_Task requirements_
- A) In the mailing-list message, whose "dare to know" is said to do without the reference to faith?
- B) Using the mailing-list message, explain why the writer concludes that there doesn't seem to be any need for God.
- C) Rewrite everything in the mailing-list message from "That seems to" down to "reference to faith.", putting "data" wherever "evidence" appears.

_Excerpt_
+-------+

File spoon-archives/bhaskar.archive/bhaskar_2002/bhaskar.0201, message 80


From: "Phil Walden" <phil-AT-pwalden.fsnet.co.uk>
Subject: RE: BHA: Down with theocracy!
Date: Tue, 15 Jan 2002 06:02:28 -0000


Hi Tobin,

I think I agree with everything you say below.  I think (but am not sure) I
agree that most of the events that led to humanity were just simple chance.
That seems to leave us with the view that powerful structuring principles of
reality began with humanity.  The development of humanity through history
has and will be a long struggle to create more and more rationality in
reality, unless we destroy ourselves, and that rationality is human, not
divine.  Since all the available evidence points to the truth of this, and
we humans are the ones who provide and reflect on the evidence, there
doesn't seem to be any need for God.  So  am I right in thinking that
Charles Sanders Pierce is calling on us to have faith in our own material
minds and bodies?  Wouldn't it have been better if he had said "Have
confidence in your material minds and bodies!"?  Kant's "dare to know" also
does without the reference to faith.

Best regards,

Phil

> -----Original Message-----
> From: owner-bhaskar-AT-lists.village.virginia.edu
> [mailto:owner-bhaskar-AT-lists.village.virginia.edu]On Behalf Of Tobin
> Nellhaus
> Sent: 17 January 2002 02:46
> To: bhaskar-AT-lists.village.virginia.edu
> Subject: Re: BHA: Down with theocracy!

+-------+

_Data_
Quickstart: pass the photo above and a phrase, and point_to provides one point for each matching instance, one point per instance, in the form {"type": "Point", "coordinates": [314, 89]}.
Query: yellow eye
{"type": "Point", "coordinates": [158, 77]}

+-------+

_Solution set_
- A) Kant's.

- B) All the available evidence points to the truth of the view that rationality in reality is human rather than divine. It is humans who provide the evidence and reflect on it.

- C)
That seems to leave us with the view that powerful structuring principles of
reality began with humanity.  The development of humanity through history
has and will be a long struggle to create more and more rationality in
reality, unless we destroy ourselves, and that rationality is human, not
divine.  Since all the available data points to the truth of this, and
we humans are the ones who provide and reflect on the data, there
doesn't seem to be any need for God.  So  am I right in thinking that
Charles Sanders Pierce is calling on us to have faith in our own material
minds and bodies?  Wouldn't it have been better if he had said "Have
confidence in your material minds and bodies!"?  Kant's "dare to know" also
does without the reference to faith.